## TASK
Without the images, write out the whole listing exactly.
>> begin
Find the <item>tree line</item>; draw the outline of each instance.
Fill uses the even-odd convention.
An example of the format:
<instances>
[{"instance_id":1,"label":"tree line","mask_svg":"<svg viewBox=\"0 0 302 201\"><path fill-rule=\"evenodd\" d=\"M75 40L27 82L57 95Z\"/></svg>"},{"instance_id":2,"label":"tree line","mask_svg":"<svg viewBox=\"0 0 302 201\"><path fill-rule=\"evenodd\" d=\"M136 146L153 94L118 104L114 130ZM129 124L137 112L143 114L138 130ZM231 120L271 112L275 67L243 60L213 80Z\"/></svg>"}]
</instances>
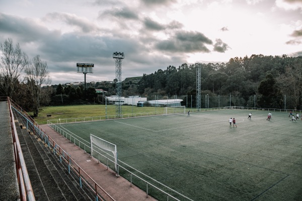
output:
<instances>
[{"instance_id":1,"label":"tree line","mask_svg":"<svg viewBox=\"0 0 302 201\"><path fill-rule=\"evenodd\" d=\"M44 85L51 83L47 63L39 55L30 59L9 38L0 43L0 95L16 100L37 116L40 103L47 99Z\"/></svg>"},{"instance_id":2,"label":"tree line","mask_svg":"<svg viewBox=\"0 0 302 201\"><path fill-rule=\"evenodd\" d=\"M105 96L115 95L114 81L88 83L86 91L83 85L51 85L47 63L38 55L29 59L11 39L0 43L0 95L12 97L34 116L41 105L102 104ZM212 107L221 101L236 106L284 109L286 102L287 108L302 108L302 56L252 55L226 63L169 66L143 74L138 81L123 81L122 95L148 99L182 96L183 105L195 107L197 67L201 70L201 100L206 102L207 95ZM106 92L98 95L96 88Z\"/></svg>"},{"instance_id":3,"label":"tree line","mask_svg":"<svg viewBox=\"0 0 302 201\"><path fill-rule=\"evenodd\" d=\"M144 74L137 91L149 95L193 95L196 98L197 67L201 69L201 97L207 94L210 97L231 95L241 99L237 106L247 106L249 103L251 106L256 97L256 107L284 109L286 101L287 108L302 108L302 56L252 55L231 58L226 63L169 66L165 70Z\"/></svg>"}]
</instances>

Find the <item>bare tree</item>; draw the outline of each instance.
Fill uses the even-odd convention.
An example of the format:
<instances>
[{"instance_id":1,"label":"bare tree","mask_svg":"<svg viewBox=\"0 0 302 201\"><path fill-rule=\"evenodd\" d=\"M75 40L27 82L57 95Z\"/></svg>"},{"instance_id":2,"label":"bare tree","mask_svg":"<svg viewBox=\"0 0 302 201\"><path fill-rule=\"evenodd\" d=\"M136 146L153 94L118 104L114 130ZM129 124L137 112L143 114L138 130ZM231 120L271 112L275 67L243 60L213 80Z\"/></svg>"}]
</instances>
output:
<instances>
[{"instance_id":1,"label":"bare tree","mask_svg":"<svg viewBox=\"0 0 302 201\"><path fill-rule=\"evenodd\" d=\"M42 86L51 82L47 71L47 63L40 58L39 55L34 57L30 64L25 69L27 85L32 98L34 117L37 117L40 104L43 97Z\"/></svg>"},{"instance_id":2,"label":"bare tree","mask_svg":"<svg viewBox=\"0 0 302 201\"><path fill-rule=\"evenodd\" d=\"M12 39L0 43L0 89L4 95L13 97L28 64L28 57L19 43L14 47Z\"/></svg>"}]
</instances>

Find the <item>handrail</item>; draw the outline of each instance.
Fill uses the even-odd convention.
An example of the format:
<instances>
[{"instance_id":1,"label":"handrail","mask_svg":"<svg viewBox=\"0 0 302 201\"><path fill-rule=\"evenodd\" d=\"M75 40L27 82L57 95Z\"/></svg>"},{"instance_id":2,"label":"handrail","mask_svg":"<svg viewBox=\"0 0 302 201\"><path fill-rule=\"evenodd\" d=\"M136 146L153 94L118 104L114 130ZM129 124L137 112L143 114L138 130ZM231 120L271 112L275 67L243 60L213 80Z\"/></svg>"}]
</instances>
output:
>> end
## THE OUTPUT
Find the <item>tree line</item>; draw the outline of each instance.
Fill uses the even-odd convention.
An example of the format:
<instances>
[{"instance_id":1,"label":"tree line","mask_svg":"<svg viewBox=\"0 0 302 201\"><path fill-rule=\"evenodd\" d=\"M75 40L27 82L57 95Z\"/></svg>"},{"instance_id":2,"label":"tree line","mask_svg":"<svg viewBox=\"0 0 302 201\"><path fill-rule=\"evenodd\" d=\"M136 146L153 94L118 104L114 130ZM129 124L137 112L143 114L138 130ZM231 120L271 112L275 67L243 60L213 80Z\"/></svg>"}]
</instances>
output:
<instances>
[{"instance_id":1,"label":"tree line","mask_svg":"<svg viewBox=\"0 0 302 201\"><path fill-rule=\"evenodd\" d=\"M44 85L51 83L47 63L39 55L30 59L9 38L0 43L0 95L16 100L37 116L40 103L47 99Z\"/></svg>"},{"instance_id":2,"label":"tree line","mask_svg":"<svg viewBox=\"0 0 302 201\"><path fill-rule=\"evenodd\" d=\"M105 96L115 95L114 81L88 83L86 91L83 85L51 85L47 63L38 55L29 59L11 39L0 43L0 95L12 97L34 116L41 105L102 104ZM212 107L221 101L236 106L284 109L286 102L287 108L302 108L302 56L252 55L226 63L169 66L143 74L138 81L123 81L122 95L148 99L182 96L183 105L195 107L197 67L201 70L201 100L206 102L207 95ZM106 92L98 95L96 88Z\"/></svg>"},{"instance_id":3,"label":"tree line","mask_svg":"<svg viewBox=\"0 0 302 201\"><path fill-rule=\"evenodd\" d=\"M144 74L137 91L149 95L193 95L196 98L197 67L201 69L201 97L207 94L210 97L231 95L241 99L237 106L247 106L249 103L251 106L256 97L256 107L284 109L286 101L287 108L302 108L302 56L252 55L231 58L226 63L169 66L165 70Z\"/></svg>"}]
</instances>

Find the <item>bare tree</item>; draw the outline of each instance.
Fill uses the even-odd convention.
An example of the format:
<instances>
[{"instance_id":1,"label":"bare tree","mask_svg":"<svg viewBox=\"0 0 302 201\"><path fill-rule=\"evenodd\" d=\"M75 40L27 82L57 95Z\"/></svg>"},{"instance_id":2,"label":"bare tree","mask_svg":"<svg viewBox=\"0 0 302 201\"><path fill-rule=\"evenodd\" d=\"M136 146L153 94L118 104L114 130ZM129 124L137 112L143 114L138 130ZM231 120L271 112L275 67L243 60L213 80Z\"/></svg>"}]
</instances>
output:
<instances>
[{"instance_id":1,"label":"bare tree","mask_svg":"<svg viewBox=\"0 0 302 201\"><path fill-rule=\"evenodd\" d=\"M42 86L51 82L47 71L47 63L40 58L39 55L34 57L30 64L25 69L27 85L32 98L34 117L37 117L40 104L43 97Z\"/></svg>"},{"instance_id":2,"label":"bare tree","mask_svg":"<svg viewBox=\"0 0 302 201\"><path fill-rule=\"evenodd\" d=\"M12 39L0 43L0 89L4 95L13 97L28 64L28 57L19 43L14 47Z\"/></svg>"}]
</instances>

Find the <item>handrail</item>; draw the outline of each instance.
Fill uses the even-odd convention.
An example of the format:
<instances>
[{"instance_id":1,"label":"handrail","mask_svg":"<svg viewBox=\"0 0 302 201\"><path fill-rule=\"evenodd\" d=\"M75 40L27 82L57 95Z\"/></svg>"},{"instance_id":2,"label":"handrail","mask_svg":"<svg viewBox=\"0 0 302 201\"><path fill-rule=\"evenodd\" d=\"M136 146L153 94L118 104L114 130ZM129 124L137 112L143 114L138 130ZM231 120L271 112L275 67L243 60L213 80Z\"/></svg>"}]
</instances>
output:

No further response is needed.